Task data: Begin

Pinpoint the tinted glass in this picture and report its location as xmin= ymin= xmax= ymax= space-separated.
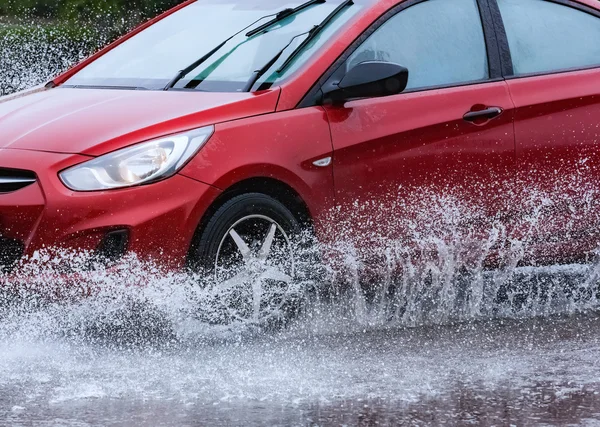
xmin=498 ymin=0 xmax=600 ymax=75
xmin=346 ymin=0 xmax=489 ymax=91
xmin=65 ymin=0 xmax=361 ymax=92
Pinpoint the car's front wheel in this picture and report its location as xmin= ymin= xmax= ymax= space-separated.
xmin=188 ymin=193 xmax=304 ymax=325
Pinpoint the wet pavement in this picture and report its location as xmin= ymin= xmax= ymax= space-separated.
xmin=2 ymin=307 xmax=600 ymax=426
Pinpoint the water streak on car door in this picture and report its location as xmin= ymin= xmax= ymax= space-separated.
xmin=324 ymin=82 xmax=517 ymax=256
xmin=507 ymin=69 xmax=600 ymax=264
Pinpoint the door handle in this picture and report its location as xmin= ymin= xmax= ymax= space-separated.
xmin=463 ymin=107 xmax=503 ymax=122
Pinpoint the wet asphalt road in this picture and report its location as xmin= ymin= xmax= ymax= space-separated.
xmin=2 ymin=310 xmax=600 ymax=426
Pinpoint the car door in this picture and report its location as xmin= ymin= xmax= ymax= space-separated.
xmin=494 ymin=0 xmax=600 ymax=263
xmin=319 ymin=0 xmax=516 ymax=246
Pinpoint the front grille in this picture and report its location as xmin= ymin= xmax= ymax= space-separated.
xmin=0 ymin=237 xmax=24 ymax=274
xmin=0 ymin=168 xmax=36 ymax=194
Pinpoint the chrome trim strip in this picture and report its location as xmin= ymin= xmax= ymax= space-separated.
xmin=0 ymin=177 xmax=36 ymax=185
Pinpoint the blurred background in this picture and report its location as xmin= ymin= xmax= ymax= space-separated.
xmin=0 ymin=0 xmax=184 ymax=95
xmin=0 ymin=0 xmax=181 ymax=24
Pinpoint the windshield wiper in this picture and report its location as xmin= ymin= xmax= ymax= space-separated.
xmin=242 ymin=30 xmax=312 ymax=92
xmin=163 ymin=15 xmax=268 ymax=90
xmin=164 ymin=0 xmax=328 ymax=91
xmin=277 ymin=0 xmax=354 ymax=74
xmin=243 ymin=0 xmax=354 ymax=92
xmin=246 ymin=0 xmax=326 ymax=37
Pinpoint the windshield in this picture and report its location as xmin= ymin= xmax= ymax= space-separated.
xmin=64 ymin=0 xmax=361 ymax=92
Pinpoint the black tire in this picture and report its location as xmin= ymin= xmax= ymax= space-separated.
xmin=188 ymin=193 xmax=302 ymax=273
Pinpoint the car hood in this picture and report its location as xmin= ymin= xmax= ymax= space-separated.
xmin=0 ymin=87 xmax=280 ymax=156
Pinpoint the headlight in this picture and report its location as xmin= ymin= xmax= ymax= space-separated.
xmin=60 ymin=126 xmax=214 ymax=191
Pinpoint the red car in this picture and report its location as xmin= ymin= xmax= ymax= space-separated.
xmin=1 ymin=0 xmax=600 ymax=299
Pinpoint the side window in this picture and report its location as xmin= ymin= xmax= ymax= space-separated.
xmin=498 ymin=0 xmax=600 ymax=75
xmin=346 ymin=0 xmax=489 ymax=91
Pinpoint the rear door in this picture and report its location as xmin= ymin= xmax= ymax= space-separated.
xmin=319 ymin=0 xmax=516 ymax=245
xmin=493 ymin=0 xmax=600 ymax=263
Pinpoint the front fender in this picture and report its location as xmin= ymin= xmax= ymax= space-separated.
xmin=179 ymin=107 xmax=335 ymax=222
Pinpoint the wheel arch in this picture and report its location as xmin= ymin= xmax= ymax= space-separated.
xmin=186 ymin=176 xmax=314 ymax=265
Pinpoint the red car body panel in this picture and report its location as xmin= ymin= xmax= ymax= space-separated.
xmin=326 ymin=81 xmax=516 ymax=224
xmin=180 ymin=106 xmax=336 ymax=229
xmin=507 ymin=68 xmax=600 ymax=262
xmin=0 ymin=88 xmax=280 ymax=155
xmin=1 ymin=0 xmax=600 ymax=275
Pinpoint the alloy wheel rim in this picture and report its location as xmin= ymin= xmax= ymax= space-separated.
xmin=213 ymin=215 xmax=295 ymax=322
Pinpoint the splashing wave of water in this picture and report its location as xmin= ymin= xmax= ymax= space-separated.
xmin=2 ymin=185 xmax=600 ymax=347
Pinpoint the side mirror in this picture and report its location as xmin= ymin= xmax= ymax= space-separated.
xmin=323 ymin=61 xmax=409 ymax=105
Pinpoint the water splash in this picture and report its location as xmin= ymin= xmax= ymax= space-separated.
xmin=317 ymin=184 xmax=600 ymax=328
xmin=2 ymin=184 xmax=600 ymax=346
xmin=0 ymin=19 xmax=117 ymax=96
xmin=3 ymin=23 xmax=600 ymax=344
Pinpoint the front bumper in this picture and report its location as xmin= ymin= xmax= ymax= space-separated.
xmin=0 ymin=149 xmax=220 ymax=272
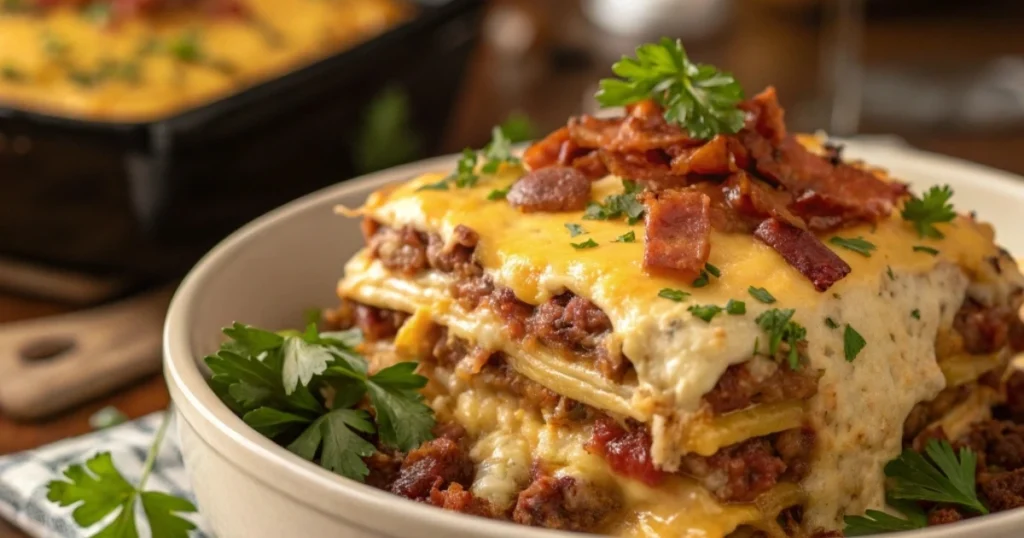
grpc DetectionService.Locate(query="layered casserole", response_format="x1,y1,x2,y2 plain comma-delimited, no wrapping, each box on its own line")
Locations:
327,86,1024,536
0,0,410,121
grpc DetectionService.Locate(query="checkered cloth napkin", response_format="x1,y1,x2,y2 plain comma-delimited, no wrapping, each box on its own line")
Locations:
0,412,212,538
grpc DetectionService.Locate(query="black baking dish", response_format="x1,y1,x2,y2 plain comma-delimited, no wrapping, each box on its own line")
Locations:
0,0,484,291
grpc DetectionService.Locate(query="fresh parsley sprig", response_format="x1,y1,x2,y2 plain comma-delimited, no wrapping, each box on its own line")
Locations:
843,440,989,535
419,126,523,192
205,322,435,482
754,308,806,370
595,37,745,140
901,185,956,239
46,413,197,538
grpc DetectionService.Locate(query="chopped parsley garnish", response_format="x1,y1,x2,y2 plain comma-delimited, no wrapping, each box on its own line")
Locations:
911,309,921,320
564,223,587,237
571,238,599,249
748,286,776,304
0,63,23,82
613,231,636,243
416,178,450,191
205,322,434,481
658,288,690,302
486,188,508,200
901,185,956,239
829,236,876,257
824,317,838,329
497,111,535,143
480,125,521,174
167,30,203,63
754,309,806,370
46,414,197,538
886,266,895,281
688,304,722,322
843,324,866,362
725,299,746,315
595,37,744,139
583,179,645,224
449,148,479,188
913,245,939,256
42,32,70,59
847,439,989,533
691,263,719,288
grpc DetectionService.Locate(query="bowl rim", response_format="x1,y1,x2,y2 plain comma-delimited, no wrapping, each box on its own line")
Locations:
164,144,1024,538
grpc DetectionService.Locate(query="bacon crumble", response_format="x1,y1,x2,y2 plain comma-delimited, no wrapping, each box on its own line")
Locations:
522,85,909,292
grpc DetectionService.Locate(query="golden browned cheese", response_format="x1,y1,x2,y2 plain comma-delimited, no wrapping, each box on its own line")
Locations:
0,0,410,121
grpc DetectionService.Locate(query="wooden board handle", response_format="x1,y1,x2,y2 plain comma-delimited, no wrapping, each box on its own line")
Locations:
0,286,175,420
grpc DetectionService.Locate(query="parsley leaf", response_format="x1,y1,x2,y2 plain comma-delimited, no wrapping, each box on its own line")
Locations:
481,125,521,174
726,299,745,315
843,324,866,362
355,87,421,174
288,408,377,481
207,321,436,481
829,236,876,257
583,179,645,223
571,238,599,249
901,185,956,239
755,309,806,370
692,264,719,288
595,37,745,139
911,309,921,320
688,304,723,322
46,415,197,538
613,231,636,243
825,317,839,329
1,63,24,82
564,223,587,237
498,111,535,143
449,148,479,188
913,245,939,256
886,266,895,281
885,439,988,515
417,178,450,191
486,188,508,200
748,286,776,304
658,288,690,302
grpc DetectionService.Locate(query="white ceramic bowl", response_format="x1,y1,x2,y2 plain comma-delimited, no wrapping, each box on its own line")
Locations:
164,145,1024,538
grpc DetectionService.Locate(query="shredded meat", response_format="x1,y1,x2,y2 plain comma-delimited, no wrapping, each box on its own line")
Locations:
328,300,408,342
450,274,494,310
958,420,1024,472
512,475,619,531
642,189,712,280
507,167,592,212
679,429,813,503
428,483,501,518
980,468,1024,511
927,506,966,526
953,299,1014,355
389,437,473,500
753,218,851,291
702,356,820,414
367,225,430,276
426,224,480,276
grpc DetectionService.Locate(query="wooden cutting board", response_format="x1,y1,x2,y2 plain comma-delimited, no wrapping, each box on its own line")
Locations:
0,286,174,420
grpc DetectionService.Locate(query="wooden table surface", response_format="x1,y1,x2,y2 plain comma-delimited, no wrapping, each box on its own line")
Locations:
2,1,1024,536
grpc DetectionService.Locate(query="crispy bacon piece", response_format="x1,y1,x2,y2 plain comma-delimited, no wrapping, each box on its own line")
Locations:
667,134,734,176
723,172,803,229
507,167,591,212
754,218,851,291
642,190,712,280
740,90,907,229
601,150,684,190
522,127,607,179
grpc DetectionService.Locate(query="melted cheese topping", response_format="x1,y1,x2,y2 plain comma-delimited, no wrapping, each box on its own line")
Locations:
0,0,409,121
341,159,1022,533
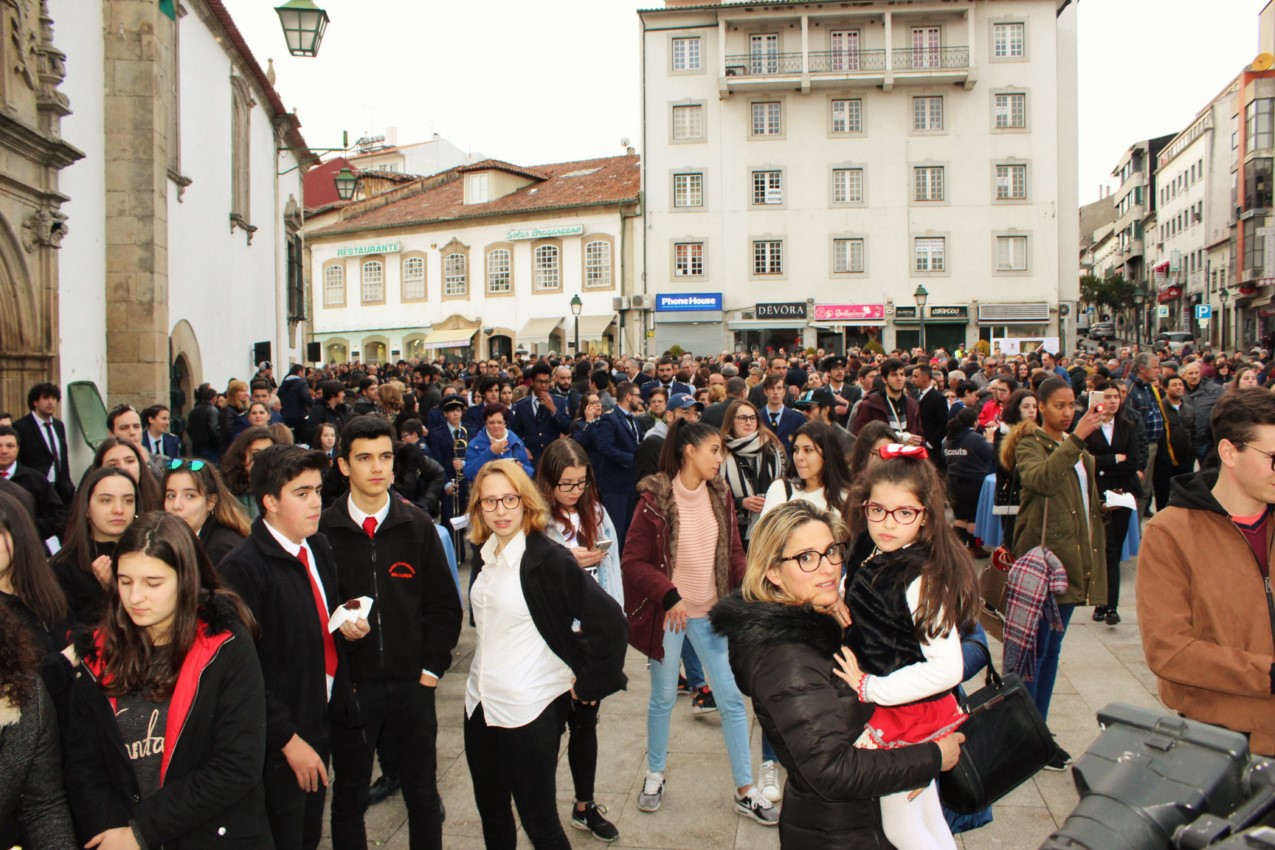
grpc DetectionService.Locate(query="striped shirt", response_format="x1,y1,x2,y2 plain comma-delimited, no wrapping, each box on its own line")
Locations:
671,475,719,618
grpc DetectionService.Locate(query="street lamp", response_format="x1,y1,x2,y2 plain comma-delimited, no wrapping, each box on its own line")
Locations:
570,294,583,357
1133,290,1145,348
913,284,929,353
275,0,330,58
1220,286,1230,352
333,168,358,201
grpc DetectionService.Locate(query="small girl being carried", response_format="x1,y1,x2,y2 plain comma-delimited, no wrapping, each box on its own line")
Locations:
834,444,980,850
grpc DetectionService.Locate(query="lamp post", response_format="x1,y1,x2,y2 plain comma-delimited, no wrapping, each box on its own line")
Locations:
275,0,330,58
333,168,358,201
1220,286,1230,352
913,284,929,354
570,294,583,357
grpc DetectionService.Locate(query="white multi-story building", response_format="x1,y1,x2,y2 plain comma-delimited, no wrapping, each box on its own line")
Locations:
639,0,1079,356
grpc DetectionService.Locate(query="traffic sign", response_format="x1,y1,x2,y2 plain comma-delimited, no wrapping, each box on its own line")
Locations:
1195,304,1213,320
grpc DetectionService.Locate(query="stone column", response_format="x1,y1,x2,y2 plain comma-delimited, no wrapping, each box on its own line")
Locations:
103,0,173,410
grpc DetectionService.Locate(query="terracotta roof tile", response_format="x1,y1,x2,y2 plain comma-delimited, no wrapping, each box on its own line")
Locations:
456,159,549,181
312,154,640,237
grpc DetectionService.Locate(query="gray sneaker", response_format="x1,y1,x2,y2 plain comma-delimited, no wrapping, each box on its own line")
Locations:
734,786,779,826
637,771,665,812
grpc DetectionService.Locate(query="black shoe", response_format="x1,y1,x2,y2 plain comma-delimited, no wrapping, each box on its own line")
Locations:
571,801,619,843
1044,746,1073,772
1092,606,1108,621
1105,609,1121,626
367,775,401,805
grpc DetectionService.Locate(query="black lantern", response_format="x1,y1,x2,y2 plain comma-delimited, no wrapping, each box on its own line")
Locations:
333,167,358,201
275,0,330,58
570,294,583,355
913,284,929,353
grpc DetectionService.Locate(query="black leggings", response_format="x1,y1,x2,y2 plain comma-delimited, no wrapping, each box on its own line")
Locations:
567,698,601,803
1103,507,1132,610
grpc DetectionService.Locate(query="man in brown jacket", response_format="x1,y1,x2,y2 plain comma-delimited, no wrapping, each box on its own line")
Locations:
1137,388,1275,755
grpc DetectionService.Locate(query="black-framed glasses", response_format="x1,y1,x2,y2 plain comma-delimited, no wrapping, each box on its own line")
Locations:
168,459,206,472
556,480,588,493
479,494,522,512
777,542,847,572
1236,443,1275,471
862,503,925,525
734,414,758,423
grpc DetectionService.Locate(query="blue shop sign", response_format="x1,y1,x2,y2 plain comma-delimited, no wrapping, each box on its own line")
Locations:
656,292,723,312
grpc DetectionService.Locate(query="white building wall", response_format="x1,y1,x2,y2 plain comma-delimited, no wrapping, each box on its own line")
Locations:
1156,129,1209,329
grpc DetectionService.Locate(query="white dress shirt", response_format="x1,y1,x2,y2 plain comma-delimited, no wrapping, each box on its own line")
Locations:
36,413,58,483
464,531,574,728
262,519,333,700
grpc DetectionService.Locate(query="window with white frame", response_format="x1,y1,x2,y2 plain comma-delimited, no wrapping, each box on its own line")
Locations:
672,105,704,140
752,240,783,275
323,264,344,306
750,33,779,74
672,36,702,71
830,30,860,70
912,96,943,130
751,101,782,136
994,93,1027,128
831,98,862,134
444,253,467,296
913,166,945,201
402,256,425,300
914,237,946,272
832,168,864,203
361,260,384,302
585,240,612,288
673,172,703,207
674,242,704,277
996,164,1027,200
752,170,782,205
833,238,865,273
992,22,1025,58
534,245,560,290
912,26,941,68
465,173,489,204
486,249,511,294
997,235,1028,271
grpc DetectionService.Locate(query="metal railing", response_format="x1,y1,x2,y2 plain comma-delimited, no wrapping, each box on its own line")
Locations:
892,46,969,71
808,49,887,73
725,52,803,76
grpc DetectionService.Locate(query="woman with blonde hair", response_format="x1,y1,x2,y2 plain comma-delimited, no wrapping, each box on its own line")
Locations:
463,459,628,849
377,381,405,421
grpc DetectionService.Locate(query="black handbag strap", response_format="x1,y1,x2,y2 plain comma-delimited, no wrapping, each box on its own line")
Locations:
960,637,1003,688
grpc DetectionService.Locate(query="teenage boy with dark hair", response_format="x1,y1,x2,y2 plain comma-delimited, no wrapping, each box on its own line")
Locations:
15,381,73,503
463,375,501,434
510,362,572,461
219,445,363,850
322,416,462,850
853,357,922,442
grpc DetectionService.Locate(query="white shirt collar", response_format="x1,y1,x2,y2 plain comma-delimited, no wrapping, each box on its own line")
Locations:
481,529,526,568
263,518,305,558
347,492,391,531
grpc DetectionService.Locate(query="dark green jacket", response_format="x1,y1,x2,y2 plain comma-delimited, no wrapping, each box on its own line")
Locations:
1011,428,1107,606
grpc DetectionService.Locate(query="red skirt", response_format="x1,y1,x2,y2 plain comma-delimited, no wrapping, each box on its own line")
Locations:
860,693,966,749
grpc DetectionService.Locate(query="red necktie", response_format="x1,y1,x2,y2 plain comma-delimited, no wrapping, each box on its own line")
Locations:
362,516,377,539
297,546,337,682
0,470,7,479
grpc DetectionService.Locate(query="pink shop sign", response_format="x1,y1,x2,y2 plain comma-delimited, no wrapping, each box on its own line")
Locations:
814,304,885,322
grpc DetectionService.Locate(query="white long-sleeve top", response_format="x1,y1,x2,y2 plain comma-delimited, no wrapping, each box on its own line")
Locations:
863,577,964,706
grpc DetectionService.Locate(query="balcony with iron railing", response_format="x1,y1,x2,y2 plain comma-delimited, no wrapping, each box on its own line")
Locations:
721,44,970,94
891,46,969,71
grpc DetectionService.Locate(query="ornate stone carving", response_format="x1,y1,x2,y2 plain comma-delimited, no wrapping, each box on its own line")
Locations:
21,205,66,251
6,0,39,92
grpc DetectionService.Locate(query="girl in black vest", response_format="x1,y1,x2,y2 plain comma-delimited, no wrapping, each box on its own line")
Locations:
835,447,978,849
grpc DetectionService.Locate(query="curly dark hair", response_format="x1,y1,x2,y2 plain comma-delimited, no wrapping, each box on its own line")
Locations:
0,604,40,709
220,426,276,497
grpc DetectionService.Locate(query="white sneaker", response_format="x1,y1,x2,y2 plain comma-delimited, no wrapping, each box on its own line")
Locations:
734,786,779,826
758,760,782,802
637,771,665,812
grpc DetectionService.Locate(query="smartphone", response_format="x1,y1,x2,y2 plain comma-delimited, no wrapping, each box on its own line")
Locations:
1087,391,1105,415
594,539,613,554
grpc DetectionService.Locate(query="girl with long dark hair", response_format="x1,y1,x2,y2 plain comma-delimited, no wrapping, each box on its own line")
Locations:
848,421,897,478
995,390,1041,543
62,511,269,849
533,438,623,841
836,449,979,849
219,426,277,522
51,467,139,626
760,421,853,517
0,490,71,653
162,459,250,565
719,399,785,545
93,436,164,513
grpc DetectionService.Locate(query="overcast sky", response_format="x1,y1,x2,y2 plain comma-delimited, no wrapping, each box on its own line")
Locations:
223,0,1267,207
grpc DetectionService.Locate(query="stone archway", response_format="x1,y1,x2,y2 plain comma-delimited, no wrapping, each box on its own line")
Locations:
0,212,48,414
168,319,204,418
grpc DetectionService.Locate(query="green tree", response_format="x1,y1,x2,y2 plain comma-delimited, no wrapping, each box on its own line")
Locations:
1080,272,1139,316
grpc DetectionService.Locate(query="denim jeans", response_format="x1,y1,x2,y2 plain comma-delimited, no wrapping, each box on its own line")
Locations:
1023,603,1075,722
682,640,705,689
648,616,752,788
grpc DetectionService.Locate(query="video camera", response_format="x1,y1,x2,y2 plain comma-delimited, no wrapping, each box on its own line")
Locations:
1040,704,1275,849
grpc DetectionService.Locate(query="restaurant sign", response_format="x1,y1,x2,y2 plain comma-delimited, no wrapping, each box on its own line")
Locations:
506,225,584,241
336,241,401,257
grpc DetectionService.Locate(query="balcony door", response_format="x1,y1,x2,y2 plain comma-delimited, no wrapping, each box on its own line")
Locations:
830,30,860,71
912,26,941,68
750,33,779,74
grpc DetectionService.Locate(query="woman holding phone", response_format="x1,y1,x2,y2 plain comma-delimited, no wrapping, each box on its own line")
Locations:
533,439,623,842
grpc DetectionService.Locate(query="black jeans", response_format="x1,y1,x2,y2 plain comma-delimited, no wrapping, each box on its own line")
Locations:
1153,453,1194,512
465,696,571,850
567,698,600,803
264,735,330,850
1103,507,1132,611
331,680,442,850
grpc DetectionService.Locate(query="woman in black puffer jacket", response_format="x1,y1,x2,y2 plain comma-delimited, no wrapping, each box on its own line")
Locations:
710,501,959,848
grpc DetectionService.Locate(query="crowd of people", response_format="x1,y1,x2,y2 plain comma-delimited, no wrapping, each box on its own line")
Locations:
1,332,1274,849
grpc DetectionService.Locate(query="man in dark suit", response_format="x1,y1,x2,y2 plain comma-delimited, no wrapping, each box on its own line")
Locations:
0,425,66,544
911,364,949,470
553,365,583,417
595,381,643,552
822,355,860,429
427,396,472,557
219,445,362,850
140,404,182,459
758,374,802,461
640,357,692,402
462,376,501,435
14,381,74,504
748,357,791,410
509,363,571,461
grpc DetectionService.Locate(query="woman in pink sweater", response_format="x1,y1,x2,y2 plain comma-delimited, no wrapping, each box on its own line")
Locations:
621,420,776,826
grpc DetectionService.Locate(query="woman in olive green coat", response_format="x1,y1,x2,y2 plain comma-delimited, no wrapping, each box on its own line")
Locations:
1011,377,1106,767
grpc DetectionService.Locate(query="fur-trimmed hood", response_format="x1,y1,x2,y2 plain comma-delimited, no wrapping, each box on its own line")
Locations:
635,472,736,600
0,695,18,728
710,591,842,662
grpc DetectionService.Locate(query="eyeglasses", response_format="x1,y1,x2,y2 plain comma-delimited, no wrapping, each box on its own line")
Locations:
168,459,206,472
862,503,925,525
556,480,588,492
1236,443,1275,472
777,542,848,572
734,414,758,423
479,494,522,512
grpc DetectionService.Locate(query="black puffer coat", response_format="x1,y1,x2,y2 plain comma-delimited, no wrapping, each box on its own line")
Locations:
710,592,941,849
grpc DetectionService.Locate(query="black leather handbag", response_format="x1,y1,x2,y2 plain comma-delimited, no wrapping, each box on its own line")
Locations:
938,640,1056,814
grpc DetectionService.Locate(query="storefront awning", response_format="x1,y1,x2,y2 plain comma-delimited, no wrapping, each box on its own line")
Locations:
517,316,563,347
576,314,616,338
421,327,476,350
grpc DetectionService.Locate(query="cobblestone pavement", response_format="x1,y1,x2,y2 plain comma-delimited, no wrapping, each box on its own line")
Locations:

Task data: End

Problem — Where the word "building" occurs in a line of the records, copy that line.

Response below —
grpc DetectionService.Locate(query="white multi-story building", response_format="x1,y1,x2,y2 plain comma-delimited, no wrapping, each box on its own line")
grpc DetectionService.Locate(query="white building wall", response_format="x1,y1,x2,y2 plain comma-delimited, no wrapping, each box on its own line")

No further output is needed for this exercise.